> [Source passage]
━━━━━━━━

The one nurse that I would like to not see again is the woman who can't keep her mask on her face. She also is mildly judgemental, but the mask thing bothers me more than anything. The health and well-being of your patient is paramount, because you are treating tiny babies with no immune system. Do not let the parents see you not taking that responsibility seriously.

Keep in mind that many of your NICU parents are first timers, so you may have to show mom how to breastfeed or how to hold the baby out how to swaddle. Don't assume that the parents know anything. They need to be confident in their parenting ability, and part of your job is to make sure they know what they're doing. My first dirty diaper was with my son. I had no clue what I was really supposed to do - how hard do I wipe? does the diaper cream actually go on the anus it should I just put it around and avoid that spot? These are questions the nurse answered before I asked them. And when I did it right, they lavished me with praise. My son's nurses make me feel like a professional swaddler because they are always praising my swaddle. This instills confidence that helps me to be a better mom.

Finally, as a nurse you want the parents to want to be there, because that helps your patients, and also you (more hands to do diaper changes always helps, right?). So keep that in mind when you interact with them. Help them to feel comfortable and at ease. Never make them feel like a burden. Assure them that their presence is good. Make them want to come back. Make them feel welcome. The baby might be your patient, but the parent is your biggest ally.

━━━━━━━━

> [Entries supplied]
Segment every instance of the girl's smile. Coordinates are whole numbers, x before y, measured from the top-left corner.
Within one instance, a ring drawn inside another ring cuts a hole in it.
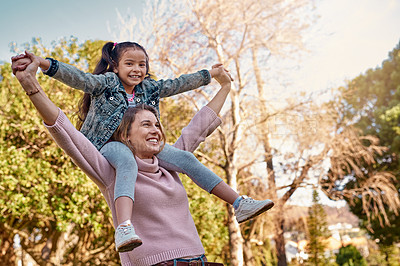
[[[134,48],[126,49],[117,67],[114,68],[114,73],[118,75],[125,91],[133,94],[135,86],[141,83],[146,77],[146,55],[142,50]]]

━━━━━━━━

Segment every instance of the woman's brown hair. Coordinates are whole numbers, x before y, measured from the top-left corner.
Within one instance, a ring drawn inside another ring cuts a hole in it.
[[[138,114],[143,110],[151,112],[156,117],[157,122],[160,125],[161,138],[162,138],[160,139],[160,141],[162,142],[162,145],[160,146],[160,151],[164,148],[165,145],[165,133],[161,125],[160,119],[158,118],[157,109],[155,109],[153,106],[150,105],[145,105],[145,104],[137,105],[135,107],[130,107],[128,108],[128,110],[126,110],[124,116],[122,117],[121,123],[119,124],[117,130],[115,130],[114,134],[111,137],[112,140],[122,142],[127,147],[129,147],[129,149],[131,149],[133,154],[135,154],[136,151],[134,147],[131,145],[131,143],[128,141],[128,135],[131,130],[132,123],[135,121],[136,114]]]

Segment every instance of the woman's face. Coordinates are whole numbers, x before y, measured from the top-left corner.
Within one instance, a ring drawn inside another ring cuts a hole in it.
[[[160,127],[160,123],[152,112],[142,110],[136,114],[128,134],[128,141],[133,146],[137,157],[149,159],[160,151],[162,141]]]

━━━━━━━━

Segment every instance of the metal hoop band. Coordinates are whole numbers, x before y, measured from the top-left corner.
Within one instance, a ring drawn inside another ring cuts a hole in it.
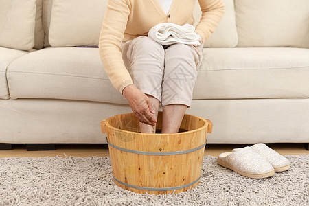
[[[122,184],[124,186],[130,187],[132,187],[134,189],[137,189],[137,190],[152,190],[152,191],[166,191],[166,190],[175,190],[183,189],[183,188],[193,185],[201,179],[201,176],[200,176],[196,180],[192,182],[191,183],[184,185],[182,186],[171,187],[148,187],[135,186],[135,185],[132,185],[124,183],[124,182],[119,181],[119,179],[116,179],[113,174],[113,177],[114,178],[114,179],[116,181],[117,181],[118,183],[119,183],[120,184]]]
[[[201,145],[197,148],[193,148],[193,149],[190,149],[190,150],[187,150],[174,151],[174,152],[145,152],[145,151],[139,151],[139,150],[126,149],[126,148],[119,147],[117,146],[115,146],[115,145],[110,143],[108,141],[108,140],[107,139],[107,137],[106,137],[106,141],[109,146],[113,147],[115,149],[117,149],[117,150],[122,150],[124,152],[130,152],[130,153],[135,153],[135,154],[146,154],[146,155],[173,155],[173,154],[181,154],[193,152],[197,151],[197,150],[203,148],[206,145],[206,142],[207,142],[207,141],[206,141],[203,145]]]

━━━━━━━━

> [Exercise brief]
In the passage of advice to NICU nurses, what bothers the writer most about the nurse the writer would rather not see again?

> [Exercise answer]
She can't keep her mask on her face.